## Task directions
Give again, exactly as written, each line of the material below starting at the line that contains "Could you kindly tag the bare" and ending at the line that contains "Could you kindly tag the pine". Both ends count, and no other line does.

┄┄┄┄┄┄┄┄┄┄┄┄┄┄┄┄┄┄┄┄

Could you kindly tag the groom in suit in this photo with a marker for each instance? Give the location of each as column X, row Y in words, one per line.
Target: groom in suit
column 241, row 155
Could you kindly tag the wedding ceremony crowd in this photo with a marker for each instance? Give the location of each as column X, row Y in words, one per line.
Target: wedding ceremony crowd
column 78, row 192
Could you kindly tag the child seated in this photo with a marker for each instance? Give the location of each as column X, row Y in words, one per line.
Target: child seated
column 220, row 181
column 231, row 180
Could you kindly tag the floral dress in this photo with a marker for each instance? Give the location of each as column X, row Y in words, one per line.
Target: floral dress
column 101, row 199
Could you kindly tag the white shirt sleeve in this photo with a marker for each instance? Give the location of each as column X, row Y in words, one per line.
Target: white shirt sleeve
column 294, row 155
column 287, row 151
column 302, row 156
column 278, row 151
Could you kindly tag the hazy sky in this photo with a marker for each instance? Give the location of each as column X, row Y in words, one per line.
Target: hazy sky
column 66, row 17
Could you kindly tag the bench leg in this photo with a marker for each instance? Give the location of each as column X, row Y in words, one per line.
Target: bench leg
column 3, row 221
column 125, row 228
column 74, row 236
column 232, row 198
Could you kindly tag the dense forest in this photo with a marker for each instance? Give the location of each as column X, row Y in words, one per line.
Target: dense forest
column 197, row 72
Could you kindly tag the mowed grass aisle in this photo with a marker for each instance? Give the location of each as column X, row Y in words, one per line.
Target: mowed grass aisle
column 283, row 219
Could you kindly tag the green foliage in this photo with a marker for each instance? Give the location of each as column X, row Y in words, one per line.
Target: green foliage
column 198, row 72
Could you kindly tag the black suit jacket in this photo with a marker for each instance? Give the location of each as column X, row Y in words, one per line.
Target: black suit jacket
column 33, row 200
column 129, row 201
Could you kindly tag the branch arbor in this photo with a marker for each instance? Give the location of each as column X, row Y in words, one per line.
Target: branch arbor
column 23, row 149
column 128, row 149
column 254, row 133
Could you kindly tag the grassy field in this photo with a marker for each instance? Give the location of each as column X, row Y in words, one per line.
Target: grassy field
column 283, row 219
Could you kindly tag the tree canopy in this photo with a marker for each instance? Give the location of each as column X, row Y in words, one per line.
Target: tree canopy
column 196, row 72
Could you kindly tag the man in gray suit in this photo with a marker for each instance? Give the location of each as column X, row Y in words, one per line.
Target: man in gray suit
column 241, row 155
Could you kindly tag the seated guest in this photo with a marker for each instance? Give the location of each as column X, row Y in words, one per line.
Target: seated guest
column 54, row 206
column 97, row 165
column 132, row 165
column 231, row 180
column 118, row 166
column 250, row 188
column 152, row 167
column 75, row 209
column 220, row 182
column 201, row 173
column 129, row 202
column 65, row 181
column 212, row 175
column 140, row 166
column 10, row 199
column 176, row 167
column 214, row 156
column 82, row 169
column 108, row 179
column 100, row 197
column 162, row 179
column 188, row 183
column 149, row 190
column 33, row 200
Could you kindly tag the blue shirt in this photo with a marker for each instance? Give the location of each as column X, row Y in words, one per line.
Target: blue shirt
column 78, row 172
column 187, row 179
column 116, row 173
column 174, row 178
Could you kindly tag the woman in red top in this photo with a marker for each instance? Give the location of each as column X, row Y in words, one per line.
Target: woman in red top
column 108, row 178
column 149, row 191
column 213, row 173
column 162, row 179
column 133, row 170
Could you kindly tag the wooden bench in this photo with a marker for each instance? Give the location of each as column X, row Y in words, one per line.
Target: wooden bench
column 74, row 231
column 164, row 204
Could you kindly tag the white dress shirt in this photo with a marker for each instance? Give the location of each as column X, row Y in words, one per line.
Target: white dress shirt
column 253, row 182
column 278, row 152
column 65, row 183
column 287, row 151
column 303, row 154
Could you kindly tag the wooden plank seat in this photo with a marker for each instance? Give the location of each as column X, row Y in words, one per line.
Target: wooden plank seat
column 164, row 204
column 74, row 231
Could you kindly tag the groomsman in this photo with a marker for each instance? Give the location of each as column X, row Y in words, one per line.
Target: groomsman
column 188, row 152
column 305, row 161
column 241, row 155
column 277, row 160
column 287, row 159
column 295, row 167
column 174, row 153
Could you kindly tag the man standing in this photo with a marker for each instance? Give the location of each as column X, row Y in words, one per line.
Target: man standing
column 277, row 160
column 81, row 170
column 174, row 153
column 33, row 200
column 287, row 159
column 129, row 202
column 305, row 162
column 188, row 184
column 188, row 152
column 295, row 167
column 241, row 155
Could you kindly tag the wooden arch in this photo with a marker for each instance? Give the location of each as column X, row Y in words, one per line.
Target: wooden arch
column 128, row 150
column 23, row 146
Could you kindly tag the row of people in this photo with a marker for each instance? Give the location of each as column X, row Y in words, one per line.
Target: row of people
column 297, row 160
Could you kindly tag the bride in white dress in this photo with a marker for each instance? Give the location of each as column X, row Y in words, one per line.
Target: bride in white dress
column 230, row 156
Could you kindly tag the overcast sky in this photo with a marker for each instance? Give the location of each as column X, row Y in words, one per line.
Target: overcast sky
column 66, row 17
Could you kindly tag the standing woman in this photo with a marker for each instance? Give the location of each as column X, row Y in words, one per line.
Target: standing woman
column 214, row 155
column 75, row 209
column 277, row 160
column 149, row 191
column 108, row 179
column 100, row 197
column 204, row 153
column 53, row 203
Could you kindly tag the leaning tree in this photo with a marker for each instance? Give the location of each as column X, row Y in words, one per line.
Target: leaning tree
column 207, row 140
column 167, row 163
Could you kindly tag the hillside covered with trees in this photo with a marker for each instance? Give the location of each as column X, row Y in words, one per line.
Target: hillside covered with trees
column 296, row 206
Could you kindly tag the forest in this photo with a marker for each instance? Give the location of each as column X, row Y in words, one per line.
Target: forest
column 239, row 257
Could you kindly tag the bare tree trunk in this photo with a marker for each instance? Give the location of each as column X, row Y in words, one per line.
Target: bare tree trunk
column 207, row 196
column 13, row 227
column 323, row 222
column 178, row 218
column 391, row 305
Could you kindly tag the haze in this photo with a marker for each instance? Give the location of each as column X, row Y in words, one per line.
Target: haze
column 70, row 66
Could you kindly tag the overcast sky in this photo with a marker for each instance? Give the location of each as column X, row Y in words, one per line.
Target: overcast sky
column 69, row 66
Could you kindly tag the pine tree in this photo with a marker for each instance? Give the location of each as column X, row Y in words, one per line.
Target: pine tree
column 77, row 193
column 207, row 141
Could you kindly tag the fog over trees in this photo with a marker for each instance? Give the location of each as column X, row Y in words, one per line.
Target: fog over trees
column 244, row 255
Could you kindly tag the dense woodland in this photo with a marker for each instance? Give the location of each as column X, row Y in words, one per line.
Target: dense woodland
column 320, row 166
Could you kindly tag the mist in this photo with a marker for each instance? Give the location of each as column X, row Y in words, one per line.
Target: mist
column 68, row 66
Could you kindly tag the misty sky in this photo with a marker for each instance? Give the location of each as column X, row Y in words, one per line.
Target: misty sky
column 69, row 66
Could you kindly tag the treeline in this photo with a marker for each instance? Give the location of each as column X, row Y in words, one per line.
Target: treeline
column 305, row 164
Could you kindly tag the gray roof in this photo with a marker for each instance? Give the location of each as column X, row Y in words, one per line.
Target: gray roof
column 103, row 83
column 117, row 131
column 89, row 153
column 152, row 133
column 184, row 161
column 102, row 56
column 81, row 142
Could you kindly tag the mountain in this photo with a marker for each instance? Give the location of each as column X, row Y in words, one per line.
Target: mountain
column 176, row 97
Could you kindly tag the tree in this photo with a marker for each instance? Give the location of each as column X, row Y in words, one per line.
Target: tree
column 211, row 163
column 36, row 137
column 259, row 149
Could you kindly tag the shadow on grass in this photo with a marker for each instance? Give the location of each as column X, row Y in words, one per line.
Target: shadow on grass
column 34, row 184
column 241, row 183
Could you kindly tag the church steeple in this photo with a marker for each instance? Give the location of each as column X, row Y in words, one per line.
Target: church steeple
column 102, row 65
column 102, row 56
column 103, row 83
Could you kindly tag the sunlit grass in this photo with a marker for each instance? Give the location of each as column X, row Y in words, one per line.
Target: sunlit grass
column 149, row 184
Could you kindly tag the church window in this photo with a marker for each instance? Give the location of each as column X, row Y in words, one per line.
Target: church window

┄┄┄┄┄┄┄┄┄┄┄┄┄┄┄┄┄┄┄┄

## Task result
Could you kindly tag the bare tree trunk in this photo with a marker for each instance? Give the location of each as column X, row Y in words, one per line.
Target: bare tree trunk
column 207, row 196
column 13, row 227
column 323, row 222
column 178, row 218
column 391, row 305
Could you kindly tag the haze in this photo with a marker for each instance? Give the location of each as column X, row Y in words, one per line.
Target: haze
column 70, row 66
Could you kindly tag the overcast sky in this photo with a marker for each instance? Give the location of each as column X, row Y in words, one per line.
Target: overcast sky
column 69, row 66
Could you kindly tag the pine tree in this photo with a marker for each instance? Give the location of each as column X, row Y in words, one per line.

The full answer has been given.